* **TASK REQUIREMENTS**: Every line from the one with "mulch shown in this photo." to the final line of the listing below should be repeated exactly, and only those.

* **EXERCISE DATA**:

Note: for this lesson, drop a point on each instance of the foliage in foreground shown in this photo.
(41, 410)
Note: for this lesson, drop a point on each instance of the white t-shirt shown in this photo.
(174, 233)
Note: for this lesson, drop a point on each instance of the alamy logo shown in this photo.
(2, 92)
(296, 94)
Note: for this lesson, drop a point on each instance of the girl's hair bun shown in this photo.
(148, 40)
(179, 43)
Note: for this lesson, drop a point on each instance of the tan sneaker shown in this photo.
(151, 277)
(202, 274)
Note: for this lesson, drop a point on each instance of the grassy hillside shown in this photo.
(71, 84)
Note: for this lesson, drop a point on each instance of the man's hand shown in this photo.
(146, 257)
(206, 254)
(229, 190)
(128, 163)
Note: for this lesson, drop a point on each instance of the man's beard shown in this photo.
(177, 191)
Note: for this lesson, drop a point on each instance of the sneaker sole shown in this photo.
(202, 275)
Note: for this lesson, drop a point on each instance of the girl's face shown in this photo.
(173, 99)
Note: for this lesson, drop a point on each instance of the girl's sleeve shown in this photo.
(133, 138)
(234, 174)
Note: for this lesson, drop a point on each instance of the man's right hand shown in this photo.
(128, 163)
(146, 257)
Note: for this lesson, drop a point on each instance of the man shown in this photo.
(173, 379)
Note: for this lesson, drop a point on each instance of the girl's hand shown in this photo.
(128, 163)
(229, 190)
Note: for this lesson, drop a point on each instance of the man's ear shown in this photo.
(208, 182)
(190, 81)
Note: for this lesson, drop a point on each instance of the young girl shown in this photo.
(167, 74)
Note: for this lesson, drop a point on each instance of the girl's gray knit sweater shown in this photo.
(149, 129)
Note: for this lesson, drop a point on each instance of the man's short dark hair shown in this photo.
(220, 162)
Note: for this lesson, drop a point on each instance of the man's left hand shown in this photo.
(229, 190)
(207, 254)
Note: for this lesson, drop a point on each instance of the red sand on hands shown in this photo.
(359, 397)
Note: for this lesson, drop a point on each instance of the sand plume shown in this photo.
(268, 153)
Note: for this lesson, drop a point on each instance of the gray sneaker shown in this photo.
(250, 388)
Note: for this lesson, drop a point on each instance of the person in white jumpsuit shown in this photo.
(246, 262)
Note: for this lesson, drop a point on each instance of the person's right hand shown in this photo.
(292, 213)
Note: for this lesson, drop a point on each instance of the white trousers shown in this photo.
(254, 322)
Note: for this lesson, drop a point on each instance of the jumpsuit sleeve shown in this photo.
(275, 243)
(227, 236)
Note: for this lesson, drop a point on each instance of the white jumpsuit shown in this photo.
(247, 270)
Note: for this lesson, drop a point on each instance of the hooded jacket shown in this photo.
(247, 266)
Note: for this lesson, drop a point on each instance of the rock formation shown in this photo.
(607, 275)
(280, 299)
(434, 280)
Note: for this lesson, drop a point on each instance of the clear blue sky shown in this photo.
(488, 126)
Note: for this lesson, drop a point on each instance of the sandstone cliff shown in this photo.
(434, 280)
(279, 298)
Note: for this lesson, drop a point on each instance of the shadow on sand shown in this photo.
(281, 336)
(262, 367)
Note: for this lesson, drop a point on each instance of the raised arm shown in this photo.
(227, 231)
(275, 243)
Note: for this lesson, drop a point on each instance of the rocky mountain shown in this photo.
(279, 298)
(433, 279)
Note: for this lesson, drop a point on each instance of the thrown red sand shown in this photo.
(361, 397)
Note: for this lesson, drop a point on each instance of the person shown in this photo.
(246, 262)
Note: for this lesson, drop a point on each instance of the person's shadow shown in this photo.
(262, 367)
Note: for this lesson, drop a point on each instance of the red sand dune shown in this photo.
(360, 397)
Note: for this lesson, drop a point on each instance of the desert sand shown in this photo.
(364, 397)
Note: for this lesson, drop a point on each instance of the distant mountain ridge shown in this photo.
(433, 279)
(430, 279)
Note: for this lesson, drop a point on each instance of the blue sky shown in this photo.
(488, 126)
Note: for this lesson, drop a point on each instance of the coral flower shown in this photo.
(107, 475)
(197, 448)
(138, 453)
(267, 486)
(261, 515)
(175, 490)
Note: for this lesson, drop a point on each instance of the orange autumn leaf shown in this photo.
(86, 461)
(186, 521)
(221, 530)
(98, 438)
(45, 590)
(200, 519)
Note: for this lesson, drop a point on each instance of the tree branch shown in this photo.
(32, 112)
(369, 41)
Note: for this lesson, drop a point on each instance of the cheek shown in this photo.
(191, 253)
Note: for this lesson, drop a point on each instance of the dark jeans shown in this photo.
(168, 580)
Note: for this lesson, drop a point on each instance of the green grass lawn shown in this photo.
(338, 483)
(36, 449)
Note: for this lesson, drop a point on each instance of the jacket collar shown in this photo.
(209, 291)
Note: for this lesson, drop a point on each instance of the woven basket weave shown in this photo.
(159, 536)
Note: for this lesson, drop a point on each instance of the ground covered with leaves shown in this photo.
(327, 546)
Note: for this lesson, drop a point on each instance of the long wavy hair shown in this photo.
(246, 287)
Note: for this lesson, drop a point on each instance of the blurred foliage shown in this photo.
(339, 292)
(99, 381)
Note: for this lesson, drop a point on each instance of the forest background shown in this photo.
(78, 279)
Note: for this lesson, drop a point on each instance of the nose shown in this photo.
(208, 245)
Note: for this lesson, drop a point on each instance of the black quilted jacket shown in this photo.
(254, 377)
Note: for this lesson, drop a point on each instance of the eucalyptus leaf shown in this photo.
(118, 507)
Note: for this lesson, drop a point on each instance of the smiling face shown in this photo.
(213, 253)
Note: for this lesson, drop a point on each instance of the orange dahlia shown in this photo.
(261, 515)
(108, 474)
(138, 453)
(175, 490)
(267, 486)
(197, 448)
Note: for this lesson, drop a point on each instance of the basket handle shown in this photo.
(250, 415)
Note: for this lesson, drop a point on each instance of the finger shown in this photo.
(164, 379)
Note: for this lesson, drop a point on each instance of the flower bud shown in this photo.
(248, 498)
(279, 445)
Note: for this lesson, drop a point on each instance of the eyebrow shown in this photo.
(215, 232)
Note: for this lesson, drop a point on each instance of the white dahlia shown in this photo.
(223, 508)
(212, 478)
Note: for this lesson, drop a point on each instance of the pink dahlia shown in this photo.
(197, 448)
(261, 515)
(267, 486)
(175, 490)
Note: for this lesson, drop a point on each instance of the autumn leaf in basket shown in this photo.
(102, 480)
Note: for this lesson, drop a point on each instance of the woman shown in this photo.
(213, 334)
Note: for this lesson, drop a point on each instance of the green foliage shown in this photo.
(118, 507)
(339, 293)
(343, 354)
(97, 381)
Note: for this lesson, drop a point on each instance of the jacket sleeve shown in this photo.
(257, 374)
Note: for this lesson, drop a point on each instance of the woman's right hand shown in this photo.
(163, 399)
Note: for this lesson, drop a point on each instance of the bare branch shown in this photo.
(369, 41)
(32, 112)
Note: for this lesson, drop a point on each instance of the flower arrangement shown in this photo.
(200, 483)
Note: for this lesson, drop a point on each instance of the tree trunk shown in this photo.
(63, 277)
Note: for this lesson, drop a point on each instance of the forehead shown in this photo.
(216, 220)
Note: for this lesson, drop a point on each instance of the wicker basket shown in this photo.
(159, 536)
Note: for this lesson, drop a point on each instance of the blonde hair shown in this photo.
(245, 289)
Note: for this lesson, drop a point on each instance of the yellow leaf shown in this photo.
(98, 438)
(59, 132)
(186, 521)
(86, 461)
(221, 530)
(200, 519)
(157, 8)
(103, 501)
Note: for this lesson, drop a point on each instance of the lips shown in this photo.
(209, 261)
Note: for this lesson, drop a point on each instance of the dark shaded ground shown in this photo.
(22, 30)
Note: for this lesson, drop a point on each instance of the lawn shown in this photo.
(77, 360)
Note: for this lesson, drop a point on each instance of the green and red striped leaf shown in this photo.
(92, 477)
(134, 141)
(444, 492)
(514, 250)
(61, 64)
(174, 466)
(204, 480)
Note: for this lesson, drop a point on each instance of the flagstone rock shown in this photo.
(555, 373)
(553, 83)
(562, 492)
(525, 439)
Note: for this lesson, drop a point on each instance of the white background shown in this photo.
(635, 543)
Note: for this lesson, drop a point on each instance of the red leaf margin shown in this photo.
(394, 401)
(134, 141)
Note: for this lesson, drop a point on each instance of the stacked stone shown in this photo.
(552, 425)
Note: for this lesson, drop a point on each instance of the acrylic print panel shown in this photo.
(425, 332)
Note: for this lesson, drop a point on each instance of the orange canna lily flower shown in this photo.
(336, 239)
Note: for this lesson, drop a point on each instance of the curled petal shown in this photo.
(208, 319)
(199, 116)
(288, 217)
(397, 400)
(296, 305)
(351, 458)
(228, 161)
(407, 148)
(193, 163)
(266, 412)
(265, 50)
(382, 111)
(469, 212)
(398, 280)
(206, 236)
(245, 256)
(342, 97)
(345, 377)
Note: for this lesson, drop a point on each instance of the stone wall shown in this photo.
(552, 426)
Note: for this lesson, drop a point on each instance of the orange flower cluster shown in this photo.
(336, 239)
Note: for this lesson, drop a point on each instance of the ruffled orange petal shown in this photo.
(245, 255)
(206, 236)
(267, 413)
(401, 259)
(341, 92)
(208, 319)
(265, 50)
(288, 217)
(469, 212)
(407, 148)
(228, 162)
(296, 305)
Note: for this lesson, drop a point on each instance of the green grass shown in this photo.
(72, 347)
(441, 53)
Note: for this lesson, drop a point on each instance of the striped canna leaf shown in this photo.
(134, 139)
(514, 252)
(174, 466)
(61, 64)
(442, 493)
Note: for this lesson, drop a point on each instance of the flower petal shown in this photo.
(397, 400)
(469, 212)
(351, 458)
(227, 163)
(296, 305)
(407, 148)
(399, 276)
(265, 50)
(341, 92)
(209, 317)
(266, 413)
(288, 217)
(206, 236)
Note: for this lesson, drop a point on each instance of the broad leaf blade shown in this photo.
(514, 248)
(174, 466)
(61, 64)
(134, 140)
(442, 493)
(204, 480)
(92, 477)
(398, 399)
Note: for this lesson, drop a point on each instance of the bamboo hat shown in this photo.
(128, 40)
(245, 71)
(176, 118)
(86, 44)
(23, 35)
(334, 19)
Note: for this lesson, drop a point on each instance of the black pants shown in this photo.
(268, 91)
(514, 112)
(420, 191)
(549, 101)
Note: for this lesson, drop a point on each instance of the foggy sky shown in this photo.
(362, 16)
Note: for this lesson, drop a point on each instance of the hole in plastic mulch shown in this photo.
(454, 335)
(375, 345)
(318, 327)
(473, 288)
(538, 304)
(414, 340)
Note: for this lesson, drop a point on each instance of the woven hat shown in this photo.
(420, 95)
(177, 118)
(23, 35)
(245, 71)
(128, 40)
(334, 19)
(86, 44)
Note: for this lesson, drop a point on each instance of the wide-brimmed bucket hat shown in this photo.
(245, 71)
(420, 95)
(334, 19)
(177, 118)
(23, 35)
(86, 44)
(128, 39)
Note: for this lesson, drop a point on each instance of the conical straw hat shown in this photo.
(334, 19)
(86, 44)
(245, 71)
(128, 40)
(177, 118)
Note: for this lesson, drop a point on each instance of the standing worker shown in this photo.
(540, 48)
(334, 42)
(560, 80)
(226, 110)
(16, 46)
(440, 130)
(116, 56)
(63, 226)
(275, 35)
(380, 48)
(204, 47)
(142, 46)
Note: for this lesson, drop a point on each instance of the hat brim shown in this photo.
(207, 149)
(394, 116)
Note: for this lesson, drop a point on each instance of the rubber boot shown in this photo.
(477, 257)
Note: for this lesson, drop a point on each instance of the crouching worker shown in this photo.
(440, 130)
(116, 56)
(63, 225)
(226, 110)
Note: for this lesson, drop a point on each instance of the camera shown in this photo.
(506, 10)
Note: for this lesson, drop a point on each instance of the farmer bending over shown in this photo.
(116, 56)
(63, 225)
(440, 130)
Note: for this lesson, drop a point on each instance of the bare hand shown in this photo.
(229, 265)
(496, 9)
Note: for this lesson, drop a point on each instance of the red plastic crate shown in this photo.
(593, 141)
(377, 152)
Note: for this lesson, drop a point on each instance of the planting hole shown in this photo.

* **EXERCISE RESPONSE**:
Note: for this lesson, drop a point on each instance of the hole in plastic mulch shown in this photo.
(454, 335)
(375, 345)
(318, 327)
(473, 288)
(538, 304)
(414, 340)
Note: for this lesson, drop a point on each instance of the woven hat shown in this photo.
(420, 95)
(177, 118)
(23, 35)
(245, 71)
(128, 40)
(334, 19)
(86, 44)
Note: for this lesson, drop a point on each instance of the wide-brimmed bucket hat shown in this photo.
(245, 71)
(420, 95)
(334, 19)
(177, 118)
(23, 35)
(86, 44)
(128, 39)
Note: for this lesson, drop a point on each instance of the conical straw hat shown in this photo.
(334, 19)
(86, 44)
(245, 71)
(128, 40)
(177, 118)
Note: for this lesson, drop a point on each instance of the standing worker shown in this photo.
(540, 48)
(334, 42)
(560, 80)
(226, 110)
(16, 46)
(440, 130)
(116, 56)
(63, 226)
(275, 35)
(380, 48)
(204, 47)
(142, 46)
Note: for this lesson, drop a point on each instance of the hat brim shown in this photo.
(207, 149)
(394, 116)
Note: for this lesson, drop a point on each instance of the rubber boot shown in this photo.
(477, 257)
Note: for this lesson, drop a point on each instance of the crouching worker shown in this photo.
(440, 130)
(116, 56)
(63, 225)
(226, 110)
Note: for this lesson, drop a point on each instance of the camera shown in this photo.
(506, 10)
Note: for this lesson, drop a point on each instance of the farmer bending over shown in this photo.
(116, 56)
(63, 225)
(440, 130)
Note: for this lesson, drop a point on each instance of the bare hand shown in this photo.
(229, 265)
(496, 9)
Note: for this lesson, drop a point on each instance of the red plastic crate shown in this photo.
(593, 141)
(377, 152)
Note: for this lesson, drop a point on each instance of the planting hole shown in this photo.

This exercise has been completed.